Update the material from its start through the line containing "<point>485,438</point>", both ends included, by replacing "instance" with "item" throughout. Keep all other text unchanged.

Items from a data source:
______

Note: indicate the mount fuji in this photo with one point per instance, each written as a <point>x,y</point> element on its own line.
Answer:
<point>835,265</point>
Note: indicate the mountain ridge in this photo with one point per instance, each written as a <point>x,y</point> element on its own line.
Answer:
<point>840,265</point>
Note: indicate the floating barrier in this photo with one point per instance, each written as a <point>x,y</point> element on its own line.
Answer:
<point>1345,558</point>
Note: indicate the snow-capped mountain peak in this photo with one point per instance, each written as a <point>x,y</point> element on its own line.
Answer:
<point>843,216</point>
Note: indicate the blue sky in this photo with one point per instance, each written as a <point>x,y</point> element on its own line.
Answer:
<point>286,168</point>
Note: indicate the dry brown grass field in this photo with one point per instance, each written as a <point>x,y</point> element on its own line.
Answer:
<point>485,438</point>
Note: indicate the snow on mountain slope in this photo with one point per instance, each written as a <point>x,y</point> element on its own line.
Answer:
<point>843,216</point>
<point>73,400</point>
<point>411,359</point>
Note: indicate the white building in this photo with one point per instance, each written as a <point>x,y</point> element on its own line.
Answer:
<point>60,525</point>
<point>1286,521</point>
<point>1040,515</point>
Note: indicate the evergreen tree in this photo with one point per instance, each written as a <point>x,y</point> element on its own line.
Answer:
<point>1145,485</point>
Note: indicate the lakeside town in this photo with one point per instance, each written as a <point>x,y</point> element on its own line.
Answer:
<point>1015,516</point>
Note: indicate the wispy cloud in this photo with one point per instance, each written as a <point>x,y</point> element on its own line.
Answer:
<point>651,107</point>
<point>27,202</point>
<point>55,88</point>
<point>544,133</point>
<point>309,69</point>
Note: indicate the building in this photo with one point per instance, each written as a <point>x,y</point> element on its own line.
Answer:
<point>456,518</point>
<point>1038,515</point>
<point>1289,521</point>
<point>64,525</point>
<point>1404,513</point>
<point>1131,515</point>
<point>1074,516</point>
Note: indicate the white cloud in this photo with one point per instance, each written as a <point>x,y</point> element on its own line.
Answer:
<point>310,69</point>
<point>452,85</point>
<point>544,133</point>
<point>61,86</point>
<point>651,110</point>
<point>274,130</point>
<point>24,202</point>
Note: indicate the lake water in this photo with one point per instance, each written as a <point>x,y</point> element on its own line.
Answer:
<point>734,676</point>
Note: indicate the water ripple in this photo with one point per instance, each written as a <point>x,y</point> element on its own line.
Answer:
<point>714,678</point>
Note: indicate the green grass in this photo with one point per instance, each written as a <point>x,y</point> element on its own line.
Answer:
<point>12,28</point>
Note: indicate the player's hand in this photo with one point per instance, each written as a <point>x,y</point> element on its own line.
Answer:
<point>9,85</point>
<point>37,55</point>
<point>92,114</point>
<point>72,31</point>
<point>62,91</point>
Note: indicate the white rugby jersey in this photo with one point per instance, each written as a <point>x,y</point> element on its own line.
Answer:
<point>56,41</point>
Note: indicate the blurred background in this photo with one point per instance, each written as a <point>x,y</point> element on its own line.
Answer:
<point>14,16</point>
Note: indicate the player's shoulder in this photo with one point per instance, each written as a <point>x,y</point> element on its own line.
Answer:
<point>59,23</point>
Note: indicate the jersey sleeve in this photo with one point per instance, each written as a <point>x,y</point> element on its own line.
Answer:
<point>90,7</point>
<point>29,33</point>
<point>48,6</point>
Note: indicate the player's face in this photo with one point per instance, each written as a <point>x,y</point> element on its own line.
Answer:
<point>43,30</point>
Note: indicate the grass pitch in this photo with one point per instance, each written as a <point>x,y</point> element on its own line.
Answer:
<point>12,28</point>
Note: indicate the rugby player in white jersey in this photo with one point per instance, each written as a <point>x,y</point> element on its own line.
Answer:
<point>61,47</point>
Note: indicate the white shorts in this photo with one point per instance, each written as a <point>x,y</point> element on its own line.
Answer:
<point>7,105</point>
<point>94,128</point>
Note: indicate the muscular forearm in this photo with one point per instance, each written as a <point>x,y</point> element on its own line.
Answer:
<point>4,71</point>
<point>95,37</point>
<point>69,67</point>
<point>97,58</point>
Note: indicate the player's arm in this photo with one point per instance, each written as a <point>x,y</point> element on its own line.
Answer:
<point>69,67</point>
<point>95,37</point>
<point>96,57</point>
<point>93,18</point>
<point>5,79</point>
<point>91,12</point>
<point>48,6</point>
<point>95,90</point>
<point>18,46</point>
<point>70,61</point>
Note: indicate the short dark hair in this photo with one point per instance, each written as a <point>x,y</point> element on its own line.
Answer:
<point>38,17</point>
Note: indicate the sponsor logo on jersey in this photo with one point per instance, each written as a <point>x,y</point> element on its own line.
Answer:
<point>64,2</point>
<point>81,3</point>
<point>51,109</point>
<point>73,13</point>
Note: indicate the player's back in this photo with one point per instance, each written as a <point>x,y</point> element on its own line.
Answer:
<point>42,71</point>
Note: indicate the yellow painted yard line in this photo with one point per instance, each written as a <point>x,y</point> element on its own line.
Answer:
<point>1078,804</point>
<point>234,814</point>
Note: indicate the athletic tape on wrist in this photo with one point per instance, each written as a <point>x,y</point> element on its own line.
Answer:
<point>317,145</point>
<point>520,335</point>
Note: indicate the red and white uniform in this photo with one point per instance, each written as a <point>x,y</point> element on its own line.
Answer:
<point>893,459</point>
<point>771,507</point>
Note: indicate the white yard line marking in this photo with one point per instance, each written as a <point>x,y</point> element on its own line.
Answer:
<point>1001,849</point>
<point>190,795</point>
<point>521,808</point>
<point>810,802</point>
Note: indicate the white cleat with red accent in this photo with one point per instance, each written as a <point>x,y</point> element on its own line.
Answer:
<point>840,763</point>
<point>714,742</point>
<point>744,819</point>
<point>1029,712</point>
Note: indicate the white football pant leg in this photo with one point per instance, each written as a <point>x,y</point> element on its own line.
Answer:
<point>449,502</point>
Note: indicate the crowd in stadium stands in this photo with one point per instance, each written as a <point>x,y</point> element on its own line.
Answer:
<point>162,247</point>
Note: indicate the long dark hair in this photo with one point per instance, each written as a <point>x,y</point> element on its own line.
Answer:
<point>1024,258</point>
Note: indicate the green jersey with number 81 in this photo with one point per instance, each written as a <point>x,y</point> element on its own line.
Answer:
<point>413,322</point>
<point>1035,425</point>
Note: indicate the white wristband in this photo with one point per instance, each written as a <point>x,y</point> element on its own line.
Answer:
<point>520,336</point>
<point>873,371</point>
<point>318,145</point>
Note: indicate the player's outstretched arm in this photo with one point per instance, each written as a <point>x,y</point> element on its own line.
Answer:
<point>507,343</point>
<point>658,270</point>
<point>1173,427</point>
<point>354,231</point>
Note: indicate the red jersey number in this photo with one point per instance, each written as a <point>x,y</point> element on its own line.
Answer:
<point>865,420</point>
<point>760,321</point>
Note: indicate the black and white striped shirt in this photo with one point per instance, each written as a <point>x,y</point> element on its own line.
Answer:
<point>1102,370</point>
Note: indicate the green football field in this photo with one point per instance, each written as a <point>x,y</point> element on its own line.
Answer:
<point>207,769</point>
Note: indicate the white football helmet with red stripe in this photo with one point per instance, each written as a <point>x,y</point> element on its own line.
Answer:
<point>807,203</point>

______

▶ OUTPUT OF THE EXERCISE:
Note: indicate the mount fuji in this photo with one point per item, each written as a <point>x,y</point> element on its own line.
Answer:
<point>835,265</point>
Note: indicate the mountain ridge in this photo with one point per item, each written as a <point>x,y</point> element on its own line.
Answer:
<point>840,265</point>
Note: indicate the floating barrier in this photo with one point per item, each written as a <point>x,y</point> element on its own line.
Answer:
<point>1345,558</point>
Note: indicate the snow-capped mountain peak in this photo with one point per item, each written as a <point>x,y</point> element on its own line.
Answer:
<point>843,216</point>
Note: indicate the blue sky in this photo with one point per item, each written as a <point>x,y</point> element on its own line.
Answer:
<point>286,168</point>
Note: indicate the dry brown grass field in this photo with one point per item, each written as a <point>x,y</point> element on its own line.
Answer:
<point>485,438</point>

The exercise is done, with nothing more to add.